↓↓↓

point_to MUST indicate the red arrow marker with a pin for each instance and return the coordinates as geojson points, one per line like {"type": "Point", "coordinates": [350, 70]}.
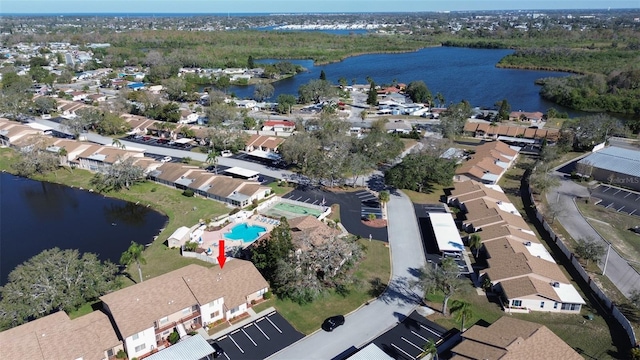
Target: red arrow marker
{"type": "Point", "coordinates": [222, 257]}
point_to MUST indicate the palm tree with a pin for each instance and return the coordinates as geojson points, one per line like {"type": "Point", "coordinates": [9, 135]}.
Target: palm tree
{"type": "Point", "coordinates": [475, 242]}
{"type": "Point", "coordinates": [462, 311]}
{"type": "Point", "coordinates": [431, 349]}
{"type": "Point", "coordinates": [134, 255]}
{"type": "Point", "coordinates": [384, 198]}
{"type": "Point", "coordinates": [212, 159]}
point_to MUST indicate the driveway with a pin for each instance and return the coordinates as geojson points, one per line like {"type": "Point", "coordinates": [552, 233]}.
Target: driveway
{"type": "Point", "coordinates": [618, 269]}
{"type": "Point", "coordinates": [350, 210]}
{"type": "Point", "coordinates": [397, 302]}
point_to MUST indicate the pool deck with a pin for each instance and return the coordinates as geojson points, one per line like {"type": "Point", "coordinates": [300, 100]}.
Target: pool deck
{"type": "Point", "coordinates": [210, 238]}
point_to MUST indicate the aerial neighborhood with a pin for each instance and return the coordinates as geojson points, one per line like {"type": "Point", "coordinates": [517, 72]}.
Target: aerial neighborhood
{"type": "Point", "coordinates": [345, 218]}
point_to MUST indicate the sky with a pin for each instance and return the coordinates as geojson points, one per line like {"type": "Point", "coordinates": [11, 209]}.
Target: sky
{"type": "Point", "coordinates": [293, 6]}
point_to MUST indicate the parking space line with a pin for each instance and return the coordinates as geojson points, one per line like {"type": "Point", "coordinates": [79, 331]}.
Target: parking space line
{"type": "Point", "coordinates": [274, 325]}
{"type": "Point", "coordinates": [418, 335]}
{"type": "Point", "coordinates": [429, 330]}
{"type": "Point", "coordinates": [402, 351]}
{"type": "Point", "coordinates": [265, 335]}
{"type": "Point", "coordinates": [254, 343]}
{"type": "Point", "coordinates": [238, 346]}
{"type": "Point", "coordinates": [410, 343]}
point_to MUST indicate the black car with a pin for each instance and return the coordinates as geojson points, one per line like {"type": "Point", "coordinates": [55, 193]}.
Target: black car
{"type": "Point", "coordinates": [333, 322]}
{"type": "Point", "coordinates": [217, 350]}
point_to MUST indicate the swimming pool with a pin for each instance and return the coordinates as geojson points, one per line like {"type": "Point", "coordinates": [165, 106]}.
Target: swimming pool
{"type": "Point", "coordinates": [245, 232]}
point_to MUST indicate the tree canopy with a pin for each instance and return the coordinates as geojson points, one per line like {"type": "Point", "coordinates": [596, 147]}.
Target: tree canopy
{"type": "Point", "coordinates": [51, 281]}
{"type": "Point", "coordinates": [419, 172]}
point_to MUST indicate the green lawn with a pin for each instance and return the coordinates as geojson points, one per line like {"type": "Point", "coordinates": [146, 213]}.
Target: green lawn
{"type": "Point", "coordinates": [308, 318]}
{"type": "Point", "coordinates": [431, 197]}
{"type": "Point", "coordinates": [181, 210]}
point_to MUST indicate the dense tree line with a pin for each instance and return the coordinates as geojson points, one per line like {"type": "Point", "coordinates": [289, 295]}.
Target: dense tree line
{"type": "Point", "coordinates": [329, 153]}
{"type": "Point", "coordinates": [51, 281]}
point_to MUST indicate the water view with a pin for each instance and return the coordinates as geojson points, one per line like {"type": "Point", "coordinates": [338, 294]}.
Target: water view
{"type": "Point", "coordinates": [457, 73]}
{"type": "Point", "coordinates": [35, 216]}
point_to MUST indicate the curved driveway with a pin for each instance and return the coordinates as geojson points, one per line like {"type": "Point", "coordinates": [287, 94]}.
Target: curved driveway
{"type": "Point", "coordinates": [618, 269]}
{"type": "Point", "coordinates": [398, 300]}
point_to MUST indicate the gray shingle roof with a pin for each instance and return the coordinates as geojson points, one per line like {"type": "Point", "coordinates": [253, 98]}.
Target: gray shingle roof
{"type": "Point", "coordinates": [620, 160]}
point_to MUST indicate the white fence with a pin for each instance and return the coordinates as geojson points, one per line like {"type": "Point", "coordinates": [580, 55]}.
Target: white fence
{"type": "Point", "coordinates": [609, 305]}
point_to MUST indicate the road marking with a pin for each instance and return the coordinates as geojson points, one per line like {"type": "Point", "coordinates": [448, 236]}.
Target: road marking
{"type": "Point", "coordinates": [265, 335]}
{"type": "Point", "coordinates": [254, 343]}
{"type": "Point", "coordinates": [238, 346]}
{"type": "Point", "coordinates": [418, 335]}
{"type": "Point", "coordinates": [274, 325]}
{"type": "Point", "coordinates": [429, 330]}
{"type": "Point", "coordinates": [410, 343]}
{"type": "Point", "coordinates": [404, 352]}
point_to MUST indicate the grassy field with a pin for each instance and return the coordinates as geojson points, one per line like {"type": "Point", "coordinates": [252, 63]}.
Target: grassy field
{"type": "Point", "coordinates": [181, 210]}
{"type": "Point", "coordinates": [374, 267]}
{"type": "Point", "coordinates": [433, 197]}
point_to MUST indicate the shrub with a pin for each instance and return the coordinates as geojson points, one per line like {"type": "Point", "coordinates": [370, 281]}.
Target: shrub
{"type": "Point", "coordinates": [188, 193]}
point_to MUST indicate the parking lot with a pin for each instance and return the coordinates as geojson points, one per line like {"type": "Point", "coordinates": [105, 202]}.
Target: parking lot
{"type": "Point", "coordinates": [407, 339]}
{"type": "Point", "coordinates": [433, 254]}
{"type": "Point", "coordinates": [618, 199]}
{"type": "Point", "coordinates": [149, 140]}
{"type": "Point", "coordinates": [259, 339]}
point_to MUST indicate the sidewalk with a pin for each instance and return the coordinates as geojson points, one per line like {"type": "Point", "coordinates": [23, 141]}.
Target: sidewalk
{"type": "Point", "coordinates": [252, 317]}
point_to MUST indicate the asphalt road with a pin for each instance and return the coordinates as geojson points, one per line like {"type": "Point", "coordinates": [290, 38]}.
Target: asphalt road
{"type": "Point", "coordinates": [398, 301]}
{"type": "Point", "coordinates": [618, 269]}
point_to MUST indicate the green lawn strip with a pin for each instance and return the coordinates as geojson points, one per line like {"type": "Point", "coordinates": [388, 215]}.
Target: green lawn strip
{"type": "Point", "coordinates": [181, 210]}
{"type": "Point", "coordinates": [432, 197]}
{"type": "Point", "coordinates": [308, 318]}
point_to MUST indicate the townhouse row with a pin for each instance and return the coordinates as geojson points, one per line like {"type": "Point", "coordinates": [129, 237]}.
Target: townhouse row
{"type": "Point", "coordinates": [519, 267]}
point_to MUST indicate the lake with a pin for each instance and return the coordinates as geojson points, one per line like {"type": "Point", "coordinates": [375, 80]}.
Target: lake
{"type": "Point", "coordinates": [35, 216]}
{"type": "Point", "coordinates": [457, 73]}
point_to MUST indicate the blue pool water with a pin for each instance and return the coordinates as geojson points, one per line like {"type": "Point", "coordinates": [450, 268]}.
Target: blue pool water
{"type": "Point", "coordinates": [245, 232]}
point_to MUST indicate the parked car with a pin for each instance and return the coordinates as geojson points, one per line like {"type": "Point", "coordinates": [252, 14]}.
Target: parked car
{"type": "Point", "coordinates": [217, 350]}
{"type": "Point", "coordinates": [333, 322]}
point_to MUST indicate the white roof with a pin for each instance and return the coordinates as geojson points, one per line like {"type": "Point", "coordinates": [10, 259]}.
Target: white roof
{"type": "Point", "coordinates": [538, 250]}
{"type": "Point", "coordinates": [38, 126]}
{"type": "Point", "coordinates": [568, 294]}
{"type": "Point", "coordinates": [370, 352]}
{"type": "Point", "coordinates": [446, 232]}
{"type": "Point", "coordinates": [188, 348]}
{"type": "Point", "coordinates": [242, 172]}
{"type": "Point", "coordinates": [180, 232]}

↑↑↑

#### [TASK PROMPT]
Please give again the lines above between the line holding "Target: white fence" and the line holding "point_to MUST indicate the parking lot", inclusive, exactly as they are and with nothing added.

#### [SOLUTION]
Target: white fence
{"type": "Point", "coordinates": [609, 305]}
point_to MUST indicate the road marking with a pin for each instance and return the coordinates as geojson points, one per line like {"type": "Point", "coordinates": [448, 236]}.
Target: road marking
{"type": "Point", "coordinates": [265, 335]}
{"type": "Point", "coordinates": [254, 343]}
{"type": "Point", "coordinates": [238, 346]}
{"type": "Point", "coordinates": [418, 335]}
{"type": "Point", "coordinates": [274, 325]}
{"type": "Point", "coordinates": [429, 330]}
{"type": "Point", "coordinates": [410, 343]}
{"type": "Point", "coordinates": [404, 352]}
point_to MUST indicate the grassy field with a pin for each instance and return the coordinates as geojson points, one per line like {"type": "Point", "coordinates": [252, 63]}.
Target: grassy field
{"type": "Point", "coordinates": [181, 210]}
{"type": "Point", "coordinates": [374, 267]}
{"type": "Point", "coordinates": [433, 197]}
point_to MUST indicate the shrub with a pin for each instance and return the coordinates as geojson points, one per line like {"type": "Point", "coordinates": [370, 281]}.
Target: shrub
{"type": "Point", "coordinates": [188, 193]}
point_to MUST indicate the parking lot with a pin for each instance and return the coordinates as geojson points, one per line like {"type": "Point", "coordinates": [105, 202]}.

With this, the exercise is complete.